EXCERPTED DATA.
___
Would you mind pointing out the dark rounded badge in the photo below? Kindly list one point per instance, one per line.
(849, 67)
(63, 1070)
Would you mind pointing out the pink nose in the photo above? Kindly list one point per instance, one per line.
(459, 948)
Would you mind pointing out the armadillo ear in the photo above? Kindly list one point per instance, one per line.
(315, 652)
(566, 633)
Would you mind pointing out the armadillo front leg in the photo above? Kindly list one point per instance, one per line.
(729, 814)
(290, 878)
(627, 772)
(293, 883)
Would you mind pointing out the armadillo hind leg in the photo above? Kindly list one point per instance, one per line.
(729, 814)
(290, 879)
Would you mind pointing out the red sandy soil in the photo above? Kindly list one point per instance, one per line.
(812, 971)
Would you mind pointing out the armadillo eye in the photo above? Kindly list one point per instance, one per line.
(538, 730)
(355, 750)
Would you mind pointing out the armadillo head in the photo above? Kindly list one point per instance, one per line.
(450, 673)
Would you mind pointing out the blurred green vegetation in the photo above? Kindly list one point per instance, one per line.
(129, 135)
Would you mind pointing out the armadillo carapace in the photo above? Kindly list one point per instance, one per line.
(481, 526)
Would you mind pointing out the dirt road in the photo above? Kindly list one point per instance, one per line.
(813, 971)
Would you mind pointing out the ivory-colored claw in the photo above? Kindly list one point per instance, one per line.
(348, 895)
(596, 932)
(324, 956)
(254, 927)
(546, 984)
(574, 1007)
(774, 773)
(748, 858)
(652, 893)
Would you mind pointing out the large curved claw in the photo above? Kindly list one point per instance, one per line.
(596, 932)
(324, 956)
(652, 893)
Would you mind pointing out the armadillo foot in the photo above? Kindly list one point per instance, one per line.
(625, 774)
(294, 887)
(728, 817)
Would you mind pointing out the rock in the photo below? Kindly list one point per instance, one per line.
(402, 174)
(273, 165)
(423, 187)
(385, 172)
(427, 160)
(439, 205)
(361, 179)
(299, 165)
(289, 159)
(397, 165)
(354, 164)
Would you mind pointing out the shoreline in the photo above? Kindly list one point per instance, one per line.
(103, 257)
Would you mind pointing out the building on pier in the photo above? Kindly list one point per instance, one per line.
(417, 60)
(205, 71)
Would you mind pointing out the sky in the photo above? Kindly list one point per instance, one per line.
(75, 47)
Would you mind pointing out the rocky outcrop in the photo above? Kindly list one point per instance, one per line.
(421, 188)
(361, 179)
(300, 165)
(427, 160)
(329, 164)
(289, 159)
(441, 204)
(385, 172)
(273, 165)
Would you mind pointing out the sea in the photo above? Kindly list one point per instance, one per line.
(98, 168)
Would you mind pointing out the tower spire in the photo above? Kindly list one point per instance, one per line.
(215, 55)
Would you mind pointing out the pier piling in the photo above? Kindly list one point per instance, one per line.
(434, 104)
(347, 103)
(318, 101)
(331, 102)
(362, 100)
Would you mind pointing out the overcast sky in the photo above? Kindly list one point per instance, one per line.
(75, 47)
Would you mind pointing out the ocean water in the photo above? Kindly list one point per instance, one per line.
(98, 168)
___
ABOUT THIS EXERCISE.
Would you write out all of the data again, unchanged?

SOLUTION BELOW.
Would you mind pointing out the dark rounded badge in the photo below? Kindly list one point per instance, one per line.
(849, 67)
(63, 1070)
Would you mind pointing out the pink nose in the photo above? Kindly list one point per instance, one per line.
(459, 948)
Would you mind pointing out the armadillo ear in the photo above? Kindly list one point per instance, one per line.
(315, 652)
(566, 633)
Would you mind pointing out the armadillo front leg in the photo above? Kindly list one point per instance, one per line.
(729, 814)
(290, 878)
(627, 772)
(293, 883)
Would you mind pointing out the armadillo hind leg in the photo above? Kindly list one point per instance, one per line.
(729, 814)
(290, 879)
Would you mind pointing out the red sandy soil in the photo above? Kindly list one point per instance, one per line.
(812, 971)
Would you mind pointing out the armadillo eye in the photo above? Kindly list one point per instance, one per line.
(538, 730)
(355, 750)
Would you mind pointing out the armadillo head in the photo above? Kindly list one point per instance, one per line.
(450, 673)
Would you mind pointing out the blurred green vegetation in the photo above? Kindly list one point per instance, one per line.
(129, 135)
Would you mind pointing out the armadillo carapace in the photo above? Kindly list one point per instance, one per line.
(481, 526)
Would you mind pointing out the dirt road in the photo above? Kindly list one point per instance, one per line.
(813, 971)
Would you mind pointing out the ivory-colored claw in the photo above? Kindly list one point per instance, one per line.
(348, 895)
(596, 932)
(324, 956)
(254, 927)
(546, 984)
(574, 1007)
(774, 773)
(748, 858)
(652, 893)
Would you mind pointing out the large curved claw in the photo above? Kindly list one point per instance, one per line.
(596, 932)
(324, 956)
(652, 893)
Would you mind pointing out the armadillo foot in the photo above? Kindly list one point per instance, one per line.
(625, 774)
(294, 887)
(728, 817)
Would you mind pointing out the rock in the photo below? Kindly list one point per instance, one per line.
(402, 174)
(273, 165)
(423, 187)
(385, 172)
(427, 160)
(439, 205)
(361, 179)
(299, 165)
(289, 159)
(397, 165)
(354, 164)
Would you mind pointing out the shoreline in the photo above? Kindly list one point per instance, one per line.
(103, 257)
Would you mind pointing out the building on pier in the photo above? Kindly list one point per instance, one per line.
(417, 60)
(205, 71)
Would you mind pointing out the sky in the photo above? Kindly list one point per instance, one per line.
(75, 47)
Would you mind pointing out the rocky outcrop in the photo above? Kindly list one point per instance, one per line.
(421, 188)
(361, 179)
(300, 165)
(427, 160)
(329, 164)
(289, 159)
(441, 204)
(385, 172)
(273, 165)
Would you mind pointing out the sea in the photo above? Kindly list one point per instance, one per line.
(98, 168)
Would you mind pointing out the tower spire in the photo above? Kindly list one point per instance, one per line.
(215, 55)
Would you mind pointing out the pier piling in the photo above? Kindly list one point per instance, one per line.
(434, 104)
(347, 103)
(318, 101)
(331, 102)
(362, 100)
Would you mind pointing out the overcast sky in the photo above? Kindly list one point per instance, one per line.
(75, 47)
Would you mind pointing out the ocean water in the photo above? Kindly list one point per instance, one per line.
(98, 168)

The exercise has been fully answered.